### DIRECTION
Give all of the rows below as a numbered list, omitting any blank lines and leaving the picture out of the answer.

### RECORDS SHOWN
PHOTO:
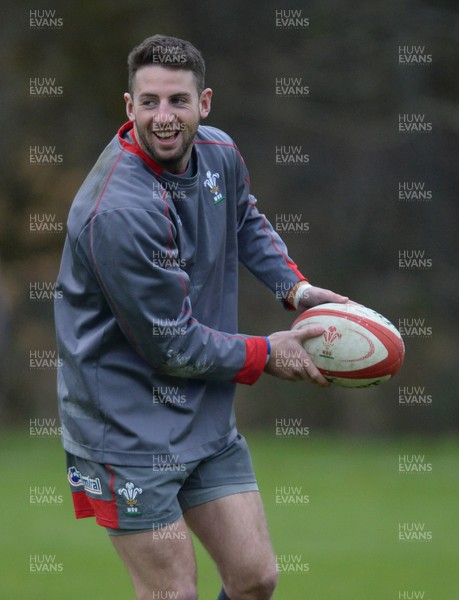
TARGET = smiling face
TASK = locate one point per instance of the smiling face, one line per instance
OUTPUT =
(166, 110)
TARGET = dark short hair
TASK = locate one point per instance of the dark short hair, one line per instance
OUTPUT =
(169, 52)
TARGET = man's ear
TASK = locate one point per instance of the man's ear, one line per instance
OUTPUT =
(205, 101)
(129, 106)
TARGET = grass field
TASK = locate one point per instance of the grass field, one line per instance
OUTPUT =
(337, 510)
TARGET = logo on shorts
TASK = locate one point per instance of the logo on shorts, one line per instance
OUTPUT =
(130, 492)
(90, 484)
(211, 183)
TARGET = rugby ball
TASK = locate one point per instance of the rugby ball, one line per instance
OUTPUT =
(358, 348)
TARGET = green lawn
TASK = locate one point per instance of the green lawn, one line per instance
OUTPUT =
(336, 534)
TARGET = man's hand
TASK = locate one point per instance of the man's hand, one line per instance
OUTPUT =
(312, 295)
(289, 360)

### CORRECT OUTPUT
1. PHOTO:
2. TARGET = smiling face
3. TASK = locate one point per instance of the smiling face, one line per instance
4. OUTPUT =
5. (166, 110)
6. TARGET = dark short hair
7. TASK = locate one point per instance of the dark short hair, one line per instance
8. OUTPUT =
9. (169, 52)
10. TARGET = man's ear
11. TASK = locate one point per instance of the man's ear, one line per instance
12. OUTPUT =
13. (205, 101)
14. (129, 106)
15. TARGET = grass field
16. TASK = locate one point per instance of the grass field, one line per instance
17. OUTPUT =
18. (337, 510)
19. TARGET = logo on shorts
20. TASK = locate one point per instance of the logo on shorts, one line per instance
21. OUTPUT =
22. (130, 492)
23. (90, 484)
24. (211, 183)
25. TARGET = rugby ball
26. TASK = locate one point per instance of the rugby ball, one line per instance
27. OUTPUT =
28. (358, 348)
29. TARGET = green lawn
30. TASK = locate one point per instance of the green lawn, one line per instance
31. OUTPUT =
32. (336, 534)
33. TARGET = man's hand
34. TASK = locate one point per instance of the man's hand, one line per instance
35. OUTPUT =
36. (312, 295)
37. (289, 360)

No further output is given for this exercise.